→ Provided text
◆ ◆ ◆ ◆ ◆
Non Zero: The Logic of Human Destiny – Robert Wright (Pantheon Books, 2000)
This is an interesting read as Wright studies social development throughout human history then draws a parallel between that development and biological evolution. Perhaps the most interesting observation, though Wright refuses to cross over into the discussion of metaphysics, is his conclusion that the progression toward higher complexity and specialization in both orders seem to be unidirectional and compelled by an inherent “force” or impetus. Though humankind has experienced some setbacks and dealt with some serious flaws along its developmental path, Wright’s conclusion paints a hopeful future.
◆ ◆ ◆ ◆ ◆
→ Supplied data

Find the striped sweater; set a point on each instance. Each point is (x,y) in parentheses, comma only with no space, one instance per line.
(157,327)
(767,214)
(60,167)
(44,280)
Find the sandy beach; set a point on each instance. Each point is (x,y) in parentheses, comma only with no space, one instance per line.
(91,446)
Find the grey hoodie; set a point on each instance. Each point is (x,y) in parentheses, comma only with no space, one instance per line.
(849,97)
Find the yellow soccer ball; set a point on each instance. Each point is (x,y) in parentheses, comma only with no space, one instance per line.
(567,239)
◆ ◆ ◆ ◆ ◆
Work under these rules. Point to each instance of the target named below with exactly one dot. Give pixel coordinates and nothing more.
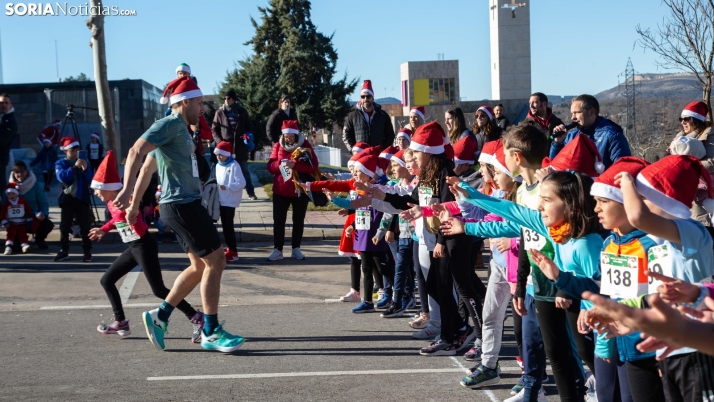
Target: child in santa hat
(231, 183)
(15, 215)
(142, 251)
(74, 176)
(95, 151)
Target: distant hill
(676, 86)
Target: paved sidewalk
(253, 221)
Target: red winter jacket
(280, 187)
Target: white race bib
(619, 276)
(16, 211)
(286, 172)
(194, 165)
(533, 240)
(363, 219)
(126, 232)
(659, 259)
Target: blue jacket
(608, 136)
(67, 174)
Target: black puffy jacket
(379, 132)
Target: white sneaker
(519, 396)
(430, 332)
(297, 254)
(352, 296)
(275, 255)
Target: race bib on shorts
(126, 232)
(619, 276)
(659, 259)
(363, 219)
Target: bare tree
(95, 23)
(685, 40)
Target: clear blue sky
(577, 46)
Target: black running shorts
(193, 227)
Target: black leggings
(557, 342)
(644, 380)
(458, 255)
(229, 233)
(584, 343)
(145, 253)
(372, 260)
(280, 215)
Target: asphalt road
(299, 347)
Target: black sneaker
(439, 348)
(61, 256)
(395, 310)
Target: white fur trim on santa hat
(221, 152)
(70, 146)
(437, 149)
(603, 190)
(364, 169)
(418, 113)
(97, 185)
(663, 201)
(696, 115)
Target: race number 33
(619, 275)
◆ ◆ ◆ ◆ ◆
→ Work order A
List each bibliographic detail given in the heading line of the book review, labeling each one by type.
→ Work order B
Echo the passage of the book review starting at "Non Zero: The" and ending at "a hopeful future.".

→ Task result A
Title: Non Zero
Subtitle: The Logic of Human Destiny
Author: Robert Wright
Publisher: Pantheon Books
Year: 2000

→ Task result B
Non Zero: The Logic of Human Destiny – Robert Wright (Pantheon Books, 2000)
This is an interesting read as Wright studies social development throughout human history then draws a parallel between that development and biological evolution. Perhaps the most interesting observation, though Wright refuses to cross over into the discussion of metaphysics, is his conclusion that the progression toward higher complexity and specialization in both orders seem to be unidirectional and compelled by an inherent “force” or impetus. Though humankind has experienced some setbacks and dealt with some serious flaws along its developmental path, Wright’s conclusion paints a hopeful future.